WHAT TO WORK ON: Gather each line of the data below that contains the string "bare", and copy those lines out.

## Begin MATERIAL SUPPLIED

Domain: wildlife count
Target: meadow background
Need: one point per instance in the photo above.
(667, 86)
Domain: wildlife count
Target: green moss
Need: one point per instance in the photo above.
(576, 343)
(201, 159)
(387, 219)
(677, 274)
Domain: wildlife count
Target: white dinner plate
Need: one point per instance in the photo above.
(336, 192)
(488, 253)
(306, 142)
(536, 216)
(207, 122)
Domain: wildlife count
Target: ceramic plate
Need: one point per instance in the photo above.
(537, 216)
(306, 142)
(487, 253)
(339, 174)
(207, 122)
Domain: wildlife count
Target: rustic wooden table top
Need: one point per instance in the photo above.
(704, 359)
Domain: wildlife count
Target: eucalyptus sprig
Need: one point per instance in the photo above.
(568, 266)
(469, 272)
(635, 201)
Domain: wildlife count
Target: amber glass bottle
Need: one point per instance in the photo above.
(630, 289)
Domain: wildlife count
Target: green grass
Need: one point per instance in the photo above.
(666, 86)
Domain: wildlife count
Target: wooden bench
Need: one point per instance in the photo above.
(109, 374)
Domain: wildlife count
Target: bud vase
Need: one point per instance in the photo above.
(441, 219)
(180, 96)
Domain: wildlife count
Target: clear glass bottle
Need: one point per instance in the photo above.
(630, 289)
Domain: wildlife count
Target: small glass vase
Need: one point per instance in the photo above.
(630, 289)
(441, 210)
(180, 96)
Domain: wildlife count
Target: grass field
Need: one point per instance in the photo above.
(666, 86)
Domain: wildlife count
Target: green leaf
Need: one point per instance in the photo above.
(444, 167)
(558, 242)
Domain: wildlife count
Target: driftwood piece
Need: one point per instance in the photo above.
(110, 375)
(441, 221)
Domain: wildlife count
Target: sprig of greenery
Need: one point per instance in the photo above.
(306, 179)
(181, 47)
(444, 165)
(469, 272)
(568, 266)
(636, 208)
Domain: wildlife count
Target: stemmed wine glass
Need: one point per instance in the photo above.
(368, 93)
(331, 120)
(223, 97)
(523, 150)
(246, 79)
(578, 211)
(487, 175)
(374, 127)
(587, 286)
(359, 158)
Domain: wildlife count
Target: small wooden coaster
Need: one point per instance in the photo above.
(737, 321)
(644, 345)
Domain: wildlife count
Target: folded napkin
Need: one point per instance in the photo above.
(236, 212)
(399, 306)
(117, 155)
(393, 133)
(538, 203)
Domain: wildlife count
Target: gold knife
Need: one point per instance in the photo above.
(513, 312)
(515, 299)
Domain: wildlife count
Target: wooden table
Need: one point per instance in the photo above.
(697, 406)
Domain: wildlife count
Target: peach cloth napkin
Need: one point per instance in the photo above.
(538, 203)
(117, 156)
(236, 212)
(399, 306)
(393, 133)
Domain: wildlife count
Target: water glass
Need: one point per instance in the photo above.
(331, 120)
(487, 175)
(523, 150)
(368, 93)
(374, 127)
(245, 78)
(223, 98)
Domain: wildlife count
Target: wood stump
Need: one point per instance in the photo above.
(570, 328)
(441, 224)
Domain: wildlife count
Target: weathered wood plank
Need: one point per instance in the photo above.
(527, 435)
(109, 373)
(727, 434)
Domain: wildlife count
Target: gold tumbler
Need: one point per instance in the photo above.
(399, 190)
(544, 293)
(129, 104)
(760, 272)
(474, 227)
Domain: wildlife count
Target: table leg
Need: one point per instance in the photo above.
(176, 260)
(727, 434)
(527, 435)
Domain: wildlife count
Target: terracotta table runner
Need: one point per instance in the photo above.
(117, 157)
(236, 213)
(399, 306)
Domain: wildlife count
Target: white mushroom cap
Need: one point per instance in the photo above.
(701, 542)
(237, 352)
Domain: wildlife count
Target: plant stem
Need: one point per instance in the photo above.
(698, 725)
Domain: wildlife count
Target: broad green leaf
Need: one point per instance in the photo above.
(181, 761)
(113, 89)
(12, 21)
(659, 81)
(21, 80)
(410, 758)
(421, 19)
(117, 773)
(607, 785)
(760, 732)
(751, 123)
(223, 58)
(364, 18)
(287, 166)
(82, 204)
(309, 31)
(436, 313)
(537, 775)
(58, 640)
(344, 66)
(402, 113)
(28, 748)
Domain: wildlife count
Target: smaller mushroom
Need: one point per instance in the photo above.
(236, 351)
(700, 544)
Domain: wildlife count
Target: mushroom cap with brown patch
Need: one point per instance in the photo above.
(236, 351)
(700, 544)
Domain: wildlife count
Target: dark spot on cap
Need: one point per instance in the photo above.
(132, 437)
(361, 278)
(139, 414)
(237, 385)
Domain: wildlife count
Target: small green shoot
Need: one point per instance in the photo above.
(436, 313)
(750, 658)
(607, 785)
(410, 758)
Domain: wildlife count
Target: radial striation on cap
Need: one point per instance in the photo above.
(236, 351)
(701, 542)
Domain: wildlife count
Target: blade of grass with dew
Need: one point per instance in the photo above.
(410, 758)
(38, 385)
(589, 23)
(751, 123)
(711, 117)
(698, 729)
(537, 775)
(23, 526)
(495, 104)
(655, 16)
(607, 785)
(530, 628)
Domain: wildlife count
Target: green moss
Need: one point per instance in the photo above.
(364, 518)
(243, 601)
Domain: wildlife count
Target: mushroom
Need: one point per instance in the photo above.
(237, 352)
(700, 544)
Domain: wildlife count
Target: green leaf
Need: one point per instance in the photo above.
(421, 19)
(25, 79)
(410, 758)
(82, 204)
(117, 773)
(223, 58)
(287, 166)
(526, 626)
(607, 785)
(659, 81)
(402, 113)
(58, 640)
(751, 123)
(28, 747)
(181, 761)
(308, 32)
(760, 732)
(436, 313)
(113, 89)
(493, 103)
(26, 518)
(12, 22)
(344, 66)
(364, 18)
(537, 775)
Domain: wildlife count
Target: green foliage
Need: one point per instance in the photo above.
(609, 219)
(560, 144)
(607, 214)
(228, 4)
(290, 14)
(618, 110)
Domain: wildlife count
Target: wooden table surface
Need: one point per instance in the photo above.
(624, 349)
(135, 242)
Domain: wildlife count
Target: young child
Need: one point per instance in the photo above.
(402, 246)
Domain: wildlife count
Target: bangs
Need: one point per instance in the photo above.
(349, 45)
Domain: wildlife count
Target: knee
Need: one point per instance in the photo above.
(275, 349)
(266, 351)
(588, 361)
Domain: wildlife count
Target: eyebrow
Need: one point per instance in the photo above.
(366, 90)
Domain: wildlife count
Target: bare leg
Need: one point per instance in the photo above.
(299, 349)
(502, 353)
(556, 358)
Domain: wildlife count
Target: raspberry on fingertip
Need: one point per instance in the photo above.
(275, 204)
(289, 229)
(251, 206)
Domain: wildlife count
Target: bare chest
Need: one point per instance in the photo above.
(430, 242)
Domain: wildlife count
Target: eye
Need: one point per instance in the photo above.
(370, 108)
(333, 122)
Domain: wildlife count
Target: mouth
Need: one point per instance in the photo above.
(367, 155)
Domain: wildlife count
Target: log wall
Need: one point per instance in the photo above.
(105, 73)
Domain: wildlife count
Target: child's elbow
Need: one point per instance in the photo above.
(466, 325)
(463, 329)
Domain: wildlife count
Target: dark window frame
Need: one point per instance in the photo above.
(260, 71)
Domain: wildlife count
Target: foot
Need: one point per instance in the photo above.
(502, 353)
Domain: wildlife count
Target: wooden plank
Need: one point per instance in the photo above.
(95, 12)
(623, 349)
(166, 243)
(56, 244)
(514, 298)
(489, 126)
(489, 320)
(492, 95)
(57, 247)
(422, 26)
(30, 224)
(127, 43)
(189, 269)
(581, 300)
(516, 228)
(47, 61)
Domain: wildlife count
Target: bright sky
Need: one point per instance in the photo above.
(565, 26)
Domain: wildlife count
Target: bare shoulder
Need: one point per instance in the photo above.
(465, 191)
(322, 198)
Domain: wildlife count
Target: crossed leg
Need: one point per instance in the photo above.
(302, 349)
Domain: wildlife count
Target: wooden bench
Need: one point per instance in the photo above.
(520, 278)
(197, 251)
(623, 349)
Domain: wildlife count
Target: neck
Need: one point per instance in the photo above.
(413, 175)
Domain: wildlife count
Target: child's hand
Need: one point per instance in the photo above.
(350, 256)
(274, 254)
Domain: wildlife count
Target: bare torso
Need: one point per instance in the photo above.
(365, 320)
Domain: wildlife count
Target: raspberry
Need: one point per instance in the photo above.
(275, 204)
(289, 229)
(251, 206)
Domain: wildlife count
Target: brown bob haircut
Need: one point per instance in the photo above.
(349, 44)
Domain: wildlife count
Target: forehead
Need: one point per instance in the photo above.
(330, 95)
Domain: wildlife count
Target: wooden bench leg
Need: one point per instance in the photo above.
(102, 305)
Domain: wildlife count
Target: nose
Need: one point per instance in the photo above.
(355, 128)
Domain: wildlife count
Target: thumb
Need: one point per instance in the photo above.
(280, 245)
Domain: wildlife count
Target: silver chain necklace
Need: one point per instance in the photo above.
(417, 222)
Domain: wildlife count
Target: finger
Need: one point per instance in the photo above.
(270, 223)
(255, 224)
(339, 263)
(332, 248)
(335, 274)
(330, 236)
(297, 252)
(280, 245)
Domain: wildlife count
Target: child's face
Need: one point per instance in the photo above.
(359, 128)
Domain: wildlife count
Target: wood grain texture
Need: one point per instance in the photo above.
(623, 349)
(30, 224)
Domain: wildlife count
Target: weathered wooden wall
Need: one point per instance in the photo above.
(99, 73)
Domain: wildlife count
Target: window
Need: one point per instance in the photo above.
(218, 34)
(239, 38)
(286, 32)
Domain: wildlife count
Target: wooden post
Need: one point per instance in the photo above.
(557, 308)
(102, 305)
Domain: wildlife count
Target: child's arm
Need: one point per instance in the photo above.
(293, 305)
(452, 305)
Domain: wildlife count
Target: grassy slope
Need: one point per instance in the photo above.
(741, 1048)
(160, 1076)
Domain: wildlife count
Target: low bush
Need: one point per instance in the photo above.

## End MATERIAL SUPPLIED

REPLY TO THE EXERCISE:
Target: bare leg
Target: bare chest
Target: bare shoulder
Target: bare torso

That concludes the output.